## start

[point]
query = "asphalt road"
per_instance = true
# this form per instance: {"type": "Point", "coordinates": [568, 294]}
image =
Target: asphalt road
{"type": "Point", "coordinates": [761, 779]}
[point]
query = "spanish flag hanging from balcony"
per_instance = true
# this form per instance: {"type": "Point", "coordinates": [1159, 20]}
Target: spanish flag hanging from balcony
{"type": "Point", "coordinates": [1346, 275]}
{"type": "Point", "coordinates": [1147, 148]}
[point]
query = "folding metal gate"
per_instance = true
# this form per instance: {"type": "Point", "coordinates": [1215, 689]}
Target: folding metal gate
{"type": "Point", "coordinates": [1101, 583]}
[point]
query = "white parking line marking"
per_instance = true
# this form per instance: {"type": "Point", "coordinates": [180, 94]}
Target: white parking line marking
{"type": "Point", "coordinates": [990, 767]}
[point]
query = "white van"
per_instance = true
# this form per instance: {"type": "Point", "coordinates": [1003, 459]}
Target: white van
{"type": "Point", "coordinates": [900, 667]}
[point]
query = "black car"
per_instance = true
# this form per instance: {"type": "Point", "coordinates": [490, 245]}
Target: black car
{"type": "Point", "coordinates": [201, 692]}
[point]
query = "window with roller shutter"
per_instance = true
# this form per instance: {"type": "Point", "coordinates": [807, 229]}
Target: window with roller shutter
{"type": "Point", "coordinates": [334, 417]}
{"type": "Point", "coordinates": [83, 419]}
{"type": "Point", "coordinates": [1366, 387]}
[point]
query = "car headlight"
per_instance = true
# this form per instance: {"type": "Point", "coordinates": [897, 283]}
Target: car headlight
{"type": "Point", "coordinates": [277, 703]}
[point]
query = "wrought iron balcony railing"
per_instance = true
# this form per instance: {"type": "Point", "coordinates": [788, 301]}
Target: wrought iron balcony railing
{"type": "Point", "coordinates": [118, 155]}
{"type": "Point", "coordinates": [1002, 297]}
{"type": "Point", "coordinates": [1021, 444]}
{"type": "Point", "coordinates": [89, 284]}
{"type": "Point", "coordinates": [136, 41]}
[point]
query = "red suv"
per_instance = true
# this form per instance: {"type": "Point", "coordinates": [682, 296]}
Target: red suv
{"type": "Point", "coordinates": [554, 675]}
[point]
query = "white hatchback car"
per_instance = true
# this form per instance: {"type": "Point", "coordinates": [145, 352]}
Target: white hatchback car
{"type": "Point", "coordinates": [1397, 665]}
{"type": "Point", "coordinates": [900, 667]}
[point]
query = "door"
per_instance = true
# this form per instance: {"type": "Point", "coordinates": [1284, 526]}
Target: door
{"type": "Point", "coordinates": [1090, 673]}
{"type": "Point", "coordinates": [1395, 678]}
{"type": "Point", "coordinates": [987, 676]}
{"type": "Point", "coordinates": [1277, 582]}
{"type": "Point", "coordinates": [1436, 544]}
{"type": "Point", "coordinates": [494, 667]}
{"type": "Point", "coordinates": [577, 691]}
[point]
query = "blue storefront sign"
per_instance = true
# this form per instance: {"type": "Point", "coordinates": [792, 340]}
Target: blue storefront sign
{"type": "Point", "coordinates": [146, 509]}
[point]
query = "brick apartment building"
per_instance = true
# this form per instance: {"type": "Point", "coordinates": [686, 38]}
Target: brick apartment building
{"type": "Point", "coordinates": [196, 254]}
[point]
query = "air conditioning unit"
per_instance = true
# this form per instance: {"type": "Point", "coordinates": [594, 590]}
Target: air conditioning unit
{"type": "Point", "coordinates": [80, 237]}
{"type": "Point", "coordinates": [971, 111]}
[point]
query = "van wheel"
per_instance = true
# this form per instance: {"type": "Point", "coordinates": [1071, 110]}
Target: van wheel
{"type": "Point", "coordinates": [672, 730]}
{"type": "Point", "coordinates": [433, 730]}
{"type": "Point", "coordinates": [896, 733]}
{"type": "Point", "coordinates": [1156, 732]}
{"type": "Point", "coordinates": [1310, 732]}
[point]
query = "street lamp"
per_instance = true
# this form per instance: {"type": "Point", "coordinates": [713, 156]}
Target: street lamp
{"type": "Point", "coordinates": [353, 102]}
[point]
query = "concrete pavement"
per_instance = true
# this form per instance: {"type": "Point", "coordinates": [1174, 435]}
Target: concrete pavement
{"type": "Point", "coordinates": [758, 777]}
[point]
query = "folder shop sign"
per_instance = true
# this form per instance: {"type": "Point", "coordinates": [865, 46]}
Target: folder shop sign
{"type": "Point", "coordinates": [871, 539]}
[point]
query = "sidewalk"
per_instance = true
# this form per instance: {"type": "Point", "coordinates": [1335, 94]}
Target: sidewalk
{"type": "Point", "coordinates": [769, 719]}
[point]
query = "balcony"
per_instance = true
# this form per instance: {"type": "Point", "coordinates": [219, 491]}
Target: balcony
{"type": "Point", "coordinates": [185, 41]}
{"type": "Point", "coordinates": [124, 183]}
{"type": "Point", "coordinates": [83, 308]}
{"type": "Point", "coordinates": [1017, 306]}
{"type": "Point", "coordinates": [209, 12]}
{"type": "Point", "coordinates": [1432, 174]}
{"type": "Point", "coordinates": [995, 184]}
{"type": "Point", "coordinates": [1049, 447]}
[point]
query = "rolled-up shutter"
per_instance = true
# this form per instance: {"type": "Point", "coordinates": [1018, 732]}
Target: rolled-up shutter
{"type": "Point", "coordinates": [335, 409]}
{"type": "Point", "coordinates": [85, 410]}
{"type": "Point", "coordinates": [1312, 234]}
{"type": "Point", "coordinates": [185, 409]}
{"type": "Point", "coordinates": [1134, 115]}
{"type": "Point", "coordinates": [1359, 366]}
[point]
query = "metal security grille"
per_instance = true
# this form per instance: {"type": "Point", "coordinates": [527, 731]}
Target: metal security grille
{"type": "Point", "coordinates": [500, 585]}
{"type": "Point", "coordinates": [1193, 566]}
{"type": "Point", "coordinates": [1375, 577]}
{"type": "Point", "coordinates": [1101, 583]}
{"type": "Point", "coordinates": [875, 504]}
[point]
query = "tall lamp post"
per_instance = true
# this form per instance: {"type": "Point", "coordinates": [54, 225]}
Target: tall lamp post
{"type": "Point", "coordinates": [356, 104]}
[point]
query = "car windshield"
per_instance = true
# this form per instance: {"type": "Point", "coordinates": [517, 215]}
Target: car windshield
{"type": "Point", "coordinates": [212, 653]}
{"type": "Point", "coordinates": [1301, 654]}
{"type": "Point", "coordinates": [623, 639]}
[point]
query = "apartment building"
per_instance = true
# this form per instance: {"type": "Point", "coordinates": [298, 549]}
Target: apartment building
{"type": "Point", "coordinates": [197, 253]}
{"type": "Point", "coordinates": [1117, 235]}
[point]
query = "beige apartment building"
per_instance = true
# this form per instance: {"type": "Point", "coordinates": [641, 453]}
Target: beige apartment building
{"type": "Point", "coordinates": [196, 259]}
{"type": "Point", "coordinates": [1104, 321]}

## end

▸ **Objective**: Go through the records above and set each one down exactly, please.

▸ **Exercise output**:
[point]
query = "asphalt road"
per_instance = true
# this form per instance: {"type": "Point", "coordinates": [568, 294]}
image =
Target: asphalt road
{"type": "Point", "coordinates": [761, 779]}
[point]
query = "spanish flag hanging from balcony"
per_instance = true
# this form per instance: {"type": "Point", "coordinates": [1159, 20]}
Target: spanish flag hanging from balcony
{"type": "Point", "coordinates": [1346, 275]}
{"type": "Point", "coordinates": [1147, 148]}
[point]
query = "folding metal gate"
per_instance = true
# this form per instance: {"type": "Point", "coordinates": [1215, 689]}
Target: folding metal gate
{"type": "Point", "coordinates": [1101, 583]}
[point]
query = "white parking line marking"
per_instance = true
# this form per instance: {"type": "Point", "coordinates": [180, 94]}
Target: white parking line marking
{"type": "Point", "coordinates": [990, 767]}
[point]
query = "white van"
per_instance = true
# this form per instance: {"type": "Point", "coordinates": [1003, 459]}
Target: white van
{"type": "Point", "coordinates": [900, 667]}
[point]
query = "black car"
per_instance = true
# this form per instance: {"type": "Point", "coordinates": [490, 245]}
Target: black car
{"type": "Point", "coordinates": [201, 692]}
[point]
query = "window with roller shutter"
per_instance = true
# this form per instance: {"type": "Point", "coordinates": [807, 229]}
Target: window with roller shutter
{"type": "Point", "coordinates": [334, 417]}
{"type": "Point", "coordinates": [83, 419]}
{"type": "Point", "coordinates": [1366, 387]}
[point]
query = "car headlight"
per_instance = true
# this form per instance: {"type": "Point", "coordinates": [897, 283]}
Target: car headlight
{"type": "Point", "coordinates": [277, 703]}
[point]
query = "wrought iron balcony railing"
per_instance = true
# this form per instance: {"type": "Point", "coordinates": [788, 301]}
Target: wrought iron balcony railing
{"type": "Point", "coordinates": [118, 155]}
{"type": "Point", "coordinates": [1002, 297]}
{"type": "Point", "coordinates": [1021, 444]}
{"type": "Point", "coordinates": [89, 284]}
{"type": "Point", "coordinates": [136, 41]}
[point]
query = "red suv"
per_instance = true
# this form per instance: {"type": "Point", "coordinates": [682, 296]}
Target: red suv
{"type": "Point", "coordinates": [554, 675]}
[point]
query = "white hatchback car"
per_instance = true
# this form per instance: {"type": "Point", "coordinates": [145, 352]}
Target: white hatchback car
{"type": "Point", "coordinates": [1397, 665]}
{"type": "Point", "coordinates": [900, 667]}
[point]
query = "door"
per_instance = true
# this form per instance: {"type": "Point", "coordinates": [1284, 526]}
Target: door
{"type": "Point", "coordinates": [1090, 673]}
{"type": "Point", "coordinates": [1395, 678]}
{"type": "Point", "coordinates": [987, 676]}
{"type": "Point", "coordinates": [1277, 582]}
{"type": "Point", "coordinates": [1436, 544]}
{"type": "Point", "coordinates": [494, 667]}
{"type": "Point", "coordinates": [577, 691]}
[point]
query = "blue storefront sign"
per_instance = true
# this form per instance: {"type": "Point", "coordinates": [792, 340]}
Target: blue storefront sign
{"type": "Point", "coordinates": [146, 509]}
[point]
query = "brick apartment building"
per_instance = true
# this form per instance: {"type": "Point", "coordinates": [686, 38]}
Target: brick apartment building
{"type": "Point", "coordinates": [196, 254]}
[point]
query = "air conditioning unit"
per_instance = true
# this form per instance: {"type": "Point", "coordinates": [594, 590]}
Target: air conditioning unit
{"type": "Point", "coordinates": [80, 237]}
{"type": "Point", "coordinates": [971, 111]}
[point]
query = "van wheel"
per_instance = true
# this form per instance: {"type": "Point", "coordinates": [1071, 110]}
Target: van wheel
{"type": "Point", "coordinates": [672, 730]}
{"type": "Point", "coordinates": [433, 730]}
{"type": "Point", "coordinates": [896, 733]}
{"type": "Point", "coordinates": [1156, 732]}
{"type": "Point", "coordinates": [1310, 732]}
[point]
query = "street lamp"
per_instance = true
# this form per instance: {"type": "Point", "coordinates": [713, 156]}
Target: street lamp
{"type": "Point", "coordinates": [353, 102]}
[point]
query = "concrete pavement"
per_instance = true
# this form per instance: {"type": "Point", "coordinates": [1174, 435]}
Target: concrete pavement
{"type": "Point", "coordinates": [758, 777]}
[point]
query = "folder shop sign"
per_instance = true
# this form per instance: {"type": "Point", "coordinates": [865, 46]}
Target: folder shop sign
{"type": "Point", "coordinates": [871, 539]}
[point]
query = "sidewalk"
per_instance = true
# this form per instance: {"type": "Point", "coordinates": [1335, 94]}
Target: sidewalk
{"type": "Point", "coordinates": [769, 719]}
[point]
query = "balcony"
per_instance = true
# this form per instance: {"type": "Point", "coordinates": [219, 491]}
Target: balcony
{"type": "Point", "coordinates": [185, 41]}
{"type": "Point", "coordinates": [124, 183]}
{"type": "Point", "coordinates": [83, 308]}
{"type": "Point", "coordinates": [1017, 306]}
{"type": "Point", "coordinates": [209, 12]}
{"type": "Point", "coordinates": [1432, 174]}
{"type": "Point", "coordinates": [995, 184]}
{"type": "Point", "coordinates": [1049, 447]}
[point]
query = "rolled-up shutter"
per_instance = true
# this form per instance: {"type": "Point", "coordinates": [1018, 732]}
Target: rolled-up shutter
{"type": "Point", "coordinates": [335, 409]}
{"type": "Point", "coordinates": [85, 410]}
{"type": "Point", "coordinates": [1312, 234]}
{"type": "Point", "coordinates": [185, 409]}
{"type": "Point", "coordinates": [1134, 115]}
{"type": "Point", "coordinates": [1359, 366]}
[point]
query = "metal security grille"
per_instance = true
# this form per instance: {"type": "Point", "coordinates": [527, 731]}
Target: metal security grille
{"type": "Point", "coordinates": [500, 585]}
{"type": "Point", "coordinates": [1193, 566]}
{"type": "Point", "coordinates": [1375, 577]}
{"type": "Point", "coordinates": [1101, 583]}
{"type": "Point", "coordinates": [875, 504]}
[point]
query = "tall lamp post"
per_instance = true
# this form per instance: {"type": "Point", "coordinates": [54, 225]}
Target: tall lamp post
{"type": "Point", "coordinates": [356, 104]}
[point]
query = "car windshield"
per_instance = true
# this form per instance: {"type": "Point", "coordinates": [517, 215]}
Target: car windshield
{"type": "Point", "coordinates": [212, 653]}
{"type": "Point", "coordinates": [1301, 654]}
{"type": "Point", "coordinates": [623, 639]}
[point]
query = "apartment building"
per_instance = true
# this form per instance: {"type": "Point", "coordinates": [298, 549]}
Target: apartment building
{"type": "Point", "coordinates": [197, 253]}
{"type": "Point", "coordinates": [1117, 235]}
[point]
query = "beige apartment building"
per_instance = true
# this form per instance: {"type": "Point", "coordinates": [641, 453]}
Target: beige apartment building
{"type": "Point", "coordinates": [196, 259]}
{"type": "Point", "coordinates": [1104, 321]}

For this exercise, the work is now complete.